(Data supplied)
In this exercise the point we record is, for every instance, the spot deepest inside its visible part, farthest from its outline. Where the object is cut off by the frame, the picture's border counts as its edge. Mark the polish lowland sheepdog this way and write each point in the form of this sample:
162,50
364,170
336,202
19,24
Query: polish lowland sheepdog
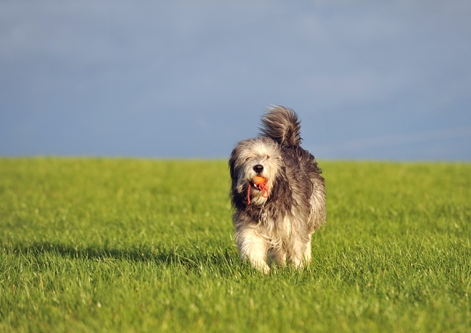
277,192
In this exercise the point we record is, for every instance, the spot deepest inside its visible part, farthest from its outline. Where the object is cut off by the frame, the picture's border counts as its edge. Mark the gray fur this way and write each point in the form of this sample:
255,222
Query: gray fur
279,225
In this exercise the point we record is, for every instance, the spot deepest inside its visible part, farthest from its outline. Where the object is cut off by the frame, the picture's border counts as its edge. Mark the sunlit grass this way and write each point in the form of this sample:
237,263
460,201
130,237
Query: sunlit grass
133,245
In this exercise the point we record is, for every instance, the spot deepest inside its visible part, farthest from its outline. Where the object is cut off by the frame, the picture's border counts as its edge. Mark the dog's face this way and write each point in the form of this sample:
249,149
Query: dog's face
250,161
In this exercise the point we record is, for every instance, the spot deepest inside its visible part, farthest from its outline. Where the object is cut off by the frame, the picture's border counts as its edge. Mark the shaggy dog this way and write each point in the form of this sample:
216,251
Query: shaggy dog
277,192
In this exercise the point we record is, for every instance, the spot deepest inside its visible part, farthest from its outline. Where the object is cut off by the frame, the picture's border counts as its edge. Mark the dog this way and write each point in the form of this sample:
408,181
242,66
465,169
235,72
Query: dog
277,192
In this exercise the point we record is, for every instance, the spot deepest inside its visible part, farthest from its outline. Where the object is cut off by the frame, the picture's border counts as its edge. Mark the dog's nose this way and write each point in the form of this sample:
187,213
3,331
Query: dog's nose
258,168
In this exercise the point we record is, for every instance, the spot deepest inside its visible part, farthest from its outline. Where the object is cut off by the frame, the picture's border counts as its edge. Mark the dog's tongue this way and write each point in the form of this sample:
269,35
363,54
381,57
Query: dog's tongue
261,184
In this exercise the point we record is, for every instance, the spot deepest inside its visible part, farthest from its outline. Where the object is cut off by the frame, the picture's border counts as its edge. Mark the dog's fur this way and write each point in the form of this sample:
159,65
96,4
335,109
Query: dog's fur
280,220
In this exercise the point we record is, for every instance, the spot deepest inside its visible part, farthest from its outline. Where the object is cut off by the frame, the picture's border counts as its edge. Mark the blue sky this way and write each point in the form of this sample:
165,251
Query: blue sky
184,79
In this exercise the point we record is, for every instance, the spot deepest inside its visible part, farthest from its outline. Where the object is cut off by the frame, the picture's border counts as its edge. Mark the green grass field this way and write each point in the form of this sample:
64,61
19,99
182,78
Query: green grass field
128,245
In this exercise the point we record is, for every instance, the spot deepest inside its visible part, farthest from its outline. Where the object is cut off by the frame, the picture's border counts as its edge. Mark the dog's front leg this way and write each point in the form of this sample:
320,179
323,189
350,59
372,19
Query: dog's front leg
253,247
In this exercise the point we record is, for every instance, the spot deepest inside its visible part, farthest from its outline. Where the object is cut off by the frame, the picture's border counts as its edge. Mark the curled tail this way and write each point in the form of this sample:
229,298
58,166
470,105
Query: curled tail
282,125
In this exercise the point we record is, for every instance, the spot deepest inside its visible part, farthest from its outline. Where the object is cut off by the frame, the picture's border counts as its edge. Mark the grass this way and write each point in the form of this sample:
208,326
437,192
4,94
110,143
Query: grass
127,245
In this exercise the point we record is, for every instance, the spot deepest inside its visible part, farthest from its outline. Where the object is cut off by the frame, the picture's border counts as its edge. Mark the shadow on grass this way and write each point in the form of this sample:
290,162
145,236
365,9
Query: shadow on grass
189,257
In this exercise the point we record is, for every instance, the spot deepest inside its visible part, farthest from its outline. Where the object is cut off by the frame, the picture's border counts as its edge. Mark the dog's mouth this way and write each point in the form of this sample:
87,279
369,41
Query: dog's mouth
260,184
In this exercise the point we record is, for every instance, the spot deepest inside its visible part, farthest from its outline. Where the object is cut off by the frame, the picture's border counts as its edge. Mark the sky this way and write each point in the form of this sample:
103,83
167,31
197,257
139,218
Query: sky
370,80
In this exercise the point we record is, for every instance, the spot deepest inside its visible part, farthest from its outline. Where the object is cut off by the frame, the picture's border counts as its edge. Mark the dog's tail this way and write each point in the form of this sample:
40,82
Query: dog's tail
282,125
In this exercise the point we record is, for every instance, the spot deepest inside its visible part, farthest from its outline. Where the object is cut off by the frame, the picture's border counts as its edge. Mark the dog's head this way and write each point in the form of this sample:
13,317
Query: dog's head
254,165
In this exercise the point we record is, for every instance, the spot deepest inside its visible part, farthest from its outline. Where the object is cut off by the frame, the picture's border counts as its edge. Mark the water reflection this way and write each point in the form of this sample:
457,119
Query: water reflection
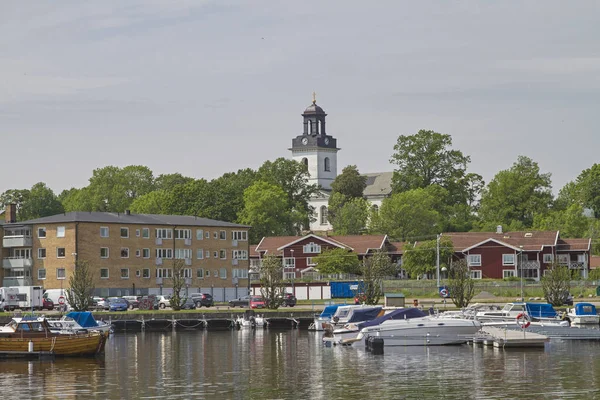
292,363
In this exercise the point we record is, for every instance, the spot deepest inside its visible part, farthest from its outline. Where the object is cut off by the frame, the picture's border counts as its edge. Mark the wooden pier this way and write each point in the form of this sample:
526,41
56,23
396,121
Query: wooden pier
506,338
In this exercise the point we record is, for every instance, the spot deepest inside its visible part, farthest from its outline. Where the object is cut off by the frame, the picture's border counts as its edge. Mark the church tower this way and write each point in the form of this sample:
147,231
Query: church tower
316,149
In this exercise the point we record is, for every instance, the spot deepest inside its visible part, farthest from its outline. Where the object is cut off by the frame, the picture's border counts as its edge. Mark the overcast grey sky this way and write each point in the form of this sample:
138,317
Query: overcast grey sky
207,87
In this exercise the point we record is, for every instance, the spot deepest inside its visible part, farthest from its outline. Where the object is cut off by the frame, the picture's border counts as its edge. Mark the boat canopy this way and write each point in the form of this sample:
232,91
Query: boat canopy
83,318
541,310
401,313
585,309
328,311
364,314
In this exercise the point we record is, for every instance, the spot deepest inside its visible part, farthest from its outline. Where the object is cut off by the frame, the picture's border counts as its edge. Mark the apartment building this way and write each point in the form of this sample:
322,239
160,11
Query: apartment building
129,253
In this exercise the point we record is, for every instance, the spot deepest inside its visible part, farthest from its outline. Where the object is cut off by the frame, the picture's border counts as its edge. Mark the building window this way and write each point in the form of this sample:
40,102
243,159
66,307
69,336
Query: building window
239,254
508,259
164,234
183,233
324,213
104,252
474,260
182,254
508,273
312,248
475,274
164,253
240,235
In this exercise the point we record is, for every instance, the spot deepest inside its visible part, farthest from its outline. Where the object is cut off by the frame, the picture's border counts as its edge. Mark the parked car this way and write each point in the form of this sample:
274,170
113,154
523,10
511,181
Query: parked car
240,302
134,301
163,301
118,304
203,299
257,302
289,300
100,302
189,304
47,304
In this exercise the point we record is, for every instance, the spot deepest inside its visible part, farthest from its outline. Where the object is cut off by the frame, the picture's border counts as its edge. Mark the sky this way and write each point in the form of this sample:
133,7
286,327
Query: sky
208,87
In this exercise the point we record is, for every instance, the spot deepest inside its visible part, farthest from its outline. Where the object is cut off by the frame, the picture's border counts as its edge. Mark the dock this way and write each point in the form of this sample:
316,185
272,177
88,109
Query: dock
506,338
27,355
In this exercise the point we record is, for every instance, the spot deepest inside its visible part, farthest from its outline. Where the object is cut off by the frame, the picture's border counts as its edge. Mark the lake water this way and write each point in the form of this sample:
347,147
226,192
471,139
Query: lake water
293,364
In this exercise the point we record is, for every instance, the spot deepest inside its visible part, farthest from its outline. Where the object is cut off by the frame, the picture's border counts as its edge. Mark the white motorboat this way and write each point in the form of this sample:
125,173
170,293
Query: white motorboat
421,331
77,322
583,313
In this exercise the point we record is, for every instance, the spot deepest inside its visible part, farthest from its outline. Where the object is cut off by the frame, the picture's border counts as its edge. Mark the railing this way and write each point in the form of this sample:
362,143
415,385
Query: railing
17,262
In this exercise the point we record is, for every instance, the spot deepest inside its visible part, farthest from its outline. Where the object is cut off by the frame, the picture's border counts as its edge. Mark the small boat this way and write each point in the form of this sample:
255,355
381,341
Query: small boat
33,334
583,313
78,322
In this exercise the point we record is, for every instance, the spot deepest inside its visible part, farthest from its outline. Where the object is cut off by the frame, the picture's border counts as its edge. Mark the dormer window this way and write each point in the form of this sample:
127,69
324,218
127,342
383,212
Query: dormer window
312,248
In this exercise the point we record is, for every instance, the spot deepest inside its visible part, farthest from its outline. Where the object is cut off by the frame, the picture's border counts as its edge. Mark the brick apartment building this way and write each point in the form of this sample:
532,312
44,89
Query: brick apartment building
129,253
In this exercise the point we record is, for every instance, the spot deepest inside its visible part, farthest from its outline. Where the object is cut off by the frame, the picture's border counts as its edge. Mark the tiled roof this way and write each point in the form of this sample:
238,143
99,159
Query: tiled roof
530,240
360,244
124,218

(Problem statement) Copy out exactly the lines from the line with "Mark the dormer" to the end of the listing, including both of those lines, and give nothing else.

(Exercise response)
In this exercise the point we record is, for every instance, the spot deepest inside its visible part, farthest from its outline. Where the object is cut off by the frame, the picture's border counts as its edge. Mark the dormer window this way and write each point in the form of this sample:
127,69
324,218
127,342
383,212
Query: dormer window
312,248
In this exercise the point we record is, for every instance, the spot deepest inside its visible part, farthest from its outline. Where the object is cut off by the frame, the picture's border counts as its edge. Mark the brick apartment building this way and write each point in the form of this sample:
532,312
44,89
Query: brick apartment building
129,253
In this exercise the point we record is, for every instance, the spot deepest inside its visible part, farthest from its outline. Where the object is cut off by the frame, the picture's border counts as its edge. Mark the tiled roof this way and write each point in the form of this sample:
238,143
99,159
Query: tiled roof
530,240
360,244
124,218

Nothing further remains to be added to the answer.